--- Start of Entries provided ---

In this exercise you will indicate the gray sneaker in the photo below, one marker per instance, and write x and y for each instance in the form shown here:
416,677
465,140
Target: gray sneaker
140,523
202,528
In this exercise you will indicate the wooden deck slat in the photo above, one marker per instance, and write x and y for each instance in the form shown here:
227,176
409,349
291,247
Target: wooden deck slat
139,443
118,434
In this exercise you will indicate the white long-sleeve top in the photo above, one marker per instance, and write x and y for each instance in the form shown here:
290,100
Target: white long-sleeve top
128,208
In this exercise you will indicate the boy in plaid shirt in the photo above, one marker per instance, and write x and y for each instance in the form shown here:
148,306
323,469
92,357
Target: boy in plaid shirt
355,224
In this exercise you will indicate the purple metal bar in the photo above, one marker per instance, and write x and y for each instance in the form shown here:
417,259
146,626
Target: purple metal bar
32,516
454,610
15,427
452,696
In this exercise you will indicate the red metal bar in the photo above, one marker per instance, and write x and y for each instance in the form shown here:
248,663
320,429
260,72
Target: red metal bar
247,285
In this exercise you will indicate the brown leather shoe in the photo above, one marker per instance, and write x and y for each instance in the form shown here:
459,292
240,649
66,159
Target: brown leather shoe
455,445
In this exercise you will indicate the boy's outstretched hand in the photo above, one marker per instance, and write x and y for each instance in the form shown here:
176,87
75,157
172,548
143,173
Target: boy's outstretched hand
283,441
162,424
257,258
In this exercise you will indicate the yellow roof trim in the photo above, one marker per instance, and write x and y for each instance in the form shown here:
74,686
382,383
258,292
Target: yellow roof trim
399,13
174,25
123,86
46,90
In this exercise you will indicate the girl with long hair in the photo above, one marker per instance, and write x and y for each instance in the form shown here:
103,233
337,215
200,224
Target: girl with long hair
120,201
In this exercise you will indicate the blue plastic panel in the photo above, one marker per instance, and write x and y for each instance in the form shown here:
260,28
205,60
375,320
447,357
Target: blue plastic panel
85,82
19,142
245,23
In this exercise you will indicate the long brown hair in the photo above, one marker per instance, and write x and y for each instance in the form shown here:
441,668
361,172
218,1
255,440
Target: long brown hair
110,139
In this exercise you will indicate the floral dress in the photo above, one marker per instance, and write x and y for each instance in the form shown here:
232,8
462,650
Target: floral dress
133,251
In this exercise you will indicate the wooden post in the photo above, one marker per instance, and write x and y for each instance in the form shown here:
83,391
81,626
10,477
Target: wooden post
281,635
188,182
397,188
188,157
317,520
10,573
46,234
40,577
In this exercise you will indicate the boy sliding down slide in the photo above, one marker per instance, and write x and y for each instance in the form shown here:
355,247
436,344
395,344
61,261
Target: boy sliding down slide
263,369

--- End of Entries provided ---

Copy out the stretch of the listing above from the line containing "In this exercise you will indicate the yellow" through the end of the listing, unchanged.

In this exercise you will indicate the yellow roof trim in the photo above, one marker per instance, and write x and y for each instance in the form shown here:
74,686
382,383
258,292
Target: yellow roof trim
399,13
174,25
123,86
46,90
In this exercise you will indicate the girl with long hair in the photo above, one marker per instance, and write x and y for each instance in the form shown here:
103,233
337,215
200,224
Target: girl with long hair
120,201
In this exercise you will indicate the blue plastic panel in the photo above, one marker per instance, and write x and y for each instance in the form shown here:
260,28
205,60
375,320
447,357
Target: blue plastic panel
85,82
19,142
245,23
In this exercise you will indicate the long brown hair in the photo above, one marker per instance, and write x and y for each instance in the form shown here:
441,668
361,172
218,1
255,440
Target: long brown hair
110,139
In this exercise you will indicate the floral dress in the photo above, one marker per instance, and write x and y for each instance in the form shown here:
232,8
462,650
Target: floral dress
133,251
In this exercise you will indicate the wooden post in the photo above, one marker per instance, and write x and y for each instance in the form shown here:
83,391
81,626
10,477
Target: wooden post
281,635
188,182
397,188
188,157
317,520
10,573
46,234
40,577
In this exercise you will indicate the boy sliding down slide in the photo above, one marker per instance, and write x and y for each instance in the form shown here:
355,247
436,344
395,344
61,261
Target: boy sliding down slide
263,369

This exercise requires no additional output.